Work request:
A verbatim copy of the records below, pictures omitted, is the task.

Recorded data:
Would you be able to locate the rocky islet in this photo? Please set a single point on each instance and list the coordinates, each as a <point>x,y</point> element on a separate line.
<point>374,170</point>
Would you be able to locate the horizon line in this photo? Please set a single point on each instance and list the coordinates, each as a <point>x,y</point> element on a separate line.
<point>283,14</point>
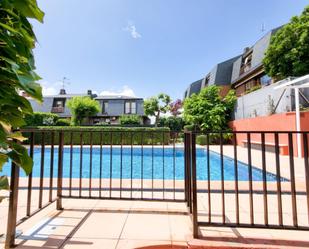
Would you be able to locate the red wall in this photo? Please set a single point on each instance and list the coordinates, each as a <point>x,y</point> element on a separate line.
<point>276,122</point>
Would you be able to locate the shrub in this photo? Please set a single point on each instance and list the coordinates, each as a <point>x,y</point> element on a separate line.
<point>41,119</point>
<point>63,122</point>
<point>175,124</point>
<point>130,120</point>
<point>208,111</point>
<point>140,135</point>
<point>201,139</point>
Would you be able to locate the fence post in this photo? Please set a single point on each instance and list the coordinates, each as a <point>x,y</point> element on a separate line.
<point>194,185</point>
<point>12,213</point>
<point>60,171</point>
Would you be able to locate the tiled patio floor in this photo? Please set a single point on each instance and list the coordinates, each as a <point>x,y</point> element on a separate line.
<point>135,224</point>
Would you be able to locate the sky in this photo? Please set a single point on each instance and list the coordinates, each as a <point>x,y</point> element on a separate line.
<point>145,47</point>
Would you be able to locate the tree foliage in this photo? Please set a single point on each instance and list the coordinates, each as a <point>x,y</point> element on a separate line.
<point>41,119</point>
<point>175,107</point>
<point>288,53</point>
<point>82,108</point>
<point>175,124</point>
<point>208,111</point>
<point>17,40</point>
<point>155,106</point>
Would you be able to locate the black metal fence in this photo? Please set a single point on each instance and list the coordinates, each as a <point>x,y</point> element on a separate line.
<point>274,192</point>
<point>260,184</point>
<point>94,164</point>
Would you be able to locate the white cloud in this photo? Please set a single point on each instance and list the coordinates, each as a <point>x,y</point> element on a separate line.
<point>131,28</point>
<point>125,91</point>
<point>50,88</point>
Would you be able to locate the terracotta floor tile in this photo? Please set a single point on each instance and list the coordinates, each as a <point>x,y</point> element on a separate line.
<point>144,244</point>
<point>102,225</point>
<point>146,227</point>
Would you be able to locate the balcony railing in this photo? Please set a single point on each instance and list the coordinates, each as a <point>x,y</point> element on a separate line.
<point>219,181</point>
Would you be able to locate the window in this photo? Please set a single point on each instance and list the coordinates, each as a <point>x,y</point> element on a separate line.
<point>104,107</point>
<point>130,107</point>
<point>207,81</point>
<point>246,63</point>
<point>265,80</point>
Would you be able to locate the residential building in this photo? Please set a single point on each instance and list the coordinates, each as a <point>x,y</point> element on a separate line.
<point>220,75</point>
<point>248,71</point>
<point>111,107</point>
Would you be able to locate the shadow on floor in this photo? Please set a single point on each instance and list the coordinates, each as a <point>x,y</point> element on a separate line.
<point>253,241</point>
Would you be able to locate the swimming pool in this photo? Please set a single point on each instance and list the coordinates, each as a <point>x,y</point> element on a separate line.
<point>146,164</point>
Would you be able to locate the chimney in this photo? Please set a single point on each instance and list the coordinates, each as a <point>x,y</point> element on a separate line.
<point>62,91</point>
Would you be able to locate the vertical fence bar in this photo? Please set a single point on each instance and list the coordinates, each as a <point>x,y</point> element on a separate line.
<point>121,155</point>
<point>194,186</point>
<point>152,164</point>
<point>292,175</point>
<point>71,163</point>
<point>51,173</point>
<point>42,169</point>
<point>131,168</point>
<point>264,180</point>
<point>306,155</point>
<point>60,171</point>
<point>236,177</point>
<point>174,166</point>
<point>81,164</point>
<point>90,163</point>
<point>111,165</point>
<point>222,178</point>
<point>29,193</point>
<point>250,178</point>
<point>208,179</point>
<point>12,213</point>
<point>163,168</point>
<point>278,178</point>
<point>101,161</point>
<point>186,166</point>
<point>190,172</point>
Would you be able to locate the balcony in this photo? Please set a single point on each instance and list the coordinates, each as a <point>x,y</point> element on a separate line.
<point>57,109</point>
<point>245,68</point>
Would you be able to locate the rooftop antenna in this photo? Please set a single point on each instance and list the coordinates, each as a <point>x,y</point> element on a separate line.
<point>65,81</point>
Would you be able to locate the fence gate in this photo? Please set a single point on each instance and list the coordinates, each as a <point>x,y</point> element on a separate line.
<point>261,184</point>
<point>96,164</point>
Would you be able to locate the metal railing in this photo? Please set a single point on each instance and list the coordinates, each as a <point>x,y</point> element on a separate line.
<point>95,164</point>
<point>274,193</point>
<point>221,182</point>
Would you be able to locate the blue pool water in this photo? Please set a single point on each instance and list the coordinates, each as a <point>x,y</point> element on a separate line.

Exercise solution:
Would you be able to locate the rocky islet in this photo? Please set a single point on each instance and list the coordinates, each as a <point>x,y</point> element on a separate line.
<point>374,170</point>
Would you be able to locate the horizon line in this photo? Please set a single point on each instance and list the coordinates, each as a <point>x,y</point> element on a separate line.
<point>283,14</point>
Would you be able to locate the red wall in this photo? Please set a single point on each instance and list the coordinates, each as a <point>x,y</point> element on a separate line.
<point>276,122</point>
Would you be able to locate the shrub in this photo? Please set a single point on each instance and list the coordinates, each as a <point>x,y</point> element on a separate line.
<point>41,119</point>
<point>63,122</point>
<point>175,124</point>
<point>130,120</point>
<point>208,111</point>
<point>140,135</point>
<point>201,139</point>
Would you be able to locate the fence post in this photo? Please set a single point on each instance and list the coordinates, each as a <point>x,y</point> element on a separate line.
<point>194,185</point>
<point>12,213</point>
<point>60,171</point>
Would you be able to locate the tiled patio floor in this photo? Please set a single point on each instance and list the coordinates, each as a <point>x,y</point> element on a separate line.
<point>135,224</point>
Would you be able to locate the sky in this photo? Please set a single point on each instance and list the coordinates, each as a <point>x,y</point> element on a separate line.
<point>145,47</point>
Would you be able to locate the tree foliage in this photo? Please set a single point on each instance and list the coordinates, each as a <point>x,y</point> element on a separate line.
<point>41,119</point>
<point>175,107</point>
<point>288,53</point>
<point>82,108</point>
<point>175,124</point>
<point>208,111</point>
<point>17,40</point>
<point>155,106</point>
Would you be able to locate the black metal fence in this photo? Please set a single point on each instance and list the coordinates, each as a <point>x,y</point> element on a separate line.
<point>274,192</point>
<point>260,184</point>
<point>94,164</point>
Would you be able to locate the white cloud in this photo? Please set a single point on each instance and list the coordinates, each as a <point>x,y</point> element on a separate line.
<point>131,28</point>
<point>125,91</point>
<point>50,88</point>
Would you be able to locate the terracotta floor tile in this photo? Please set a single point on each instance and list the coordinates, each as a <point>x,y</point> element on a separate line.
<point>144,244</point>
<point>102,225</point>
<point>146,227</point>
Would you be able to locate the balcony railing in this photo? Please set a single point on each instance and list the coordinates, each as a <point>x,y</point> element on a separate line.
<point>219,181</point>
Would you be able to locate the window in this photo? Please set a single point on each instance and list the coordinates, each as a <point>x,y</point> element on a separate line.
<point>104,107</point>
<point>130,107</point>
<point>207,81</point>
<point>246,63</point>
<point>265,80</point>
Would you be able to locate the residential building in this photo? Please set a single point on each instance and list the coordinates, each as a <point>x,y</point> element on a separate line.
<point>220,75</point>
<point>248,71</point>
<point>111,107</point>
Would you be able to locate the shadow on floor in this photo? Please set a single point on each instance and list the coordinates, each as a <point>x,y</point> element on a separate line.
<point>253,241</point>
Would you be able to locate the swimming pool in this photo? Please set a single point on each instance and list the coordinates, each as a <point>x,y</point> element on a separate line.
<point>146,164</point>
Would you be able to locate the chimney in this photo? Please set a single point on each instance and list the coordinates, each as a <point>x,y</point> element on a separate line.
<point>62,91</point>
Would you be able to locate the vertical fence bar in this photo? Please set a single point on each instance and list the coordinates, each as a <point>x,y</point> element on a separate line.
<point>121,155</point>
<point>194,186</point>
<point>152,164</point>
<point>292,175</point>
<point>71,163</point>
<point>51,173</point>
<point>42,169</point>
<point>131,168</point>
<point>264,180</point>
<point>306,155</point>
<point>60,171</point>
<point>236,177</point>
<point>174,166</point>
<point>81,164</point>
<point>90,163</point>
<point>111,165</point>
<point>222,178</point>
<point>29,193</point>
<point>250,178</point>
<point>208,179</point>
<point>12,213</point>
<point>163,168</point>
<point>278,178</point>
<point>101,161</point>
<point>186,166</point>
<point>190,172</point>
Would you be able to locate the balcony in this photo? Please set a single point on each instance and list the coordinates, each as a <point>x,y</point> element on a separate line.
<point>57,109</point>
<point>245,68</point>
Would you be able to locate the rooftop antenna in this photo? Please set a single point on each instance and list the coordinates, each as a <point>x,y</point> element on a separate line.
<point>65,81</point>
Would you be able to locate the fence gate in this photo? Please set a single point on each instance and list the coordinates, each as a <point>x,y</point> element on a separate line.
<point>261,184</point>
<point>96,164</point>
Would you be able to locate the metal railing in this photo? Please set a single point on each instance and list the coordinates, each as a <point>x,y</point> element on a separate line.
<point>95,164</point>
<point>274,193</point>
<point>221,182</point>
Would you be able to locate the blue pool water in this photo? Please set a single point on each instance and list the coordinates, each as a <point>x,y</point> element on a separate line.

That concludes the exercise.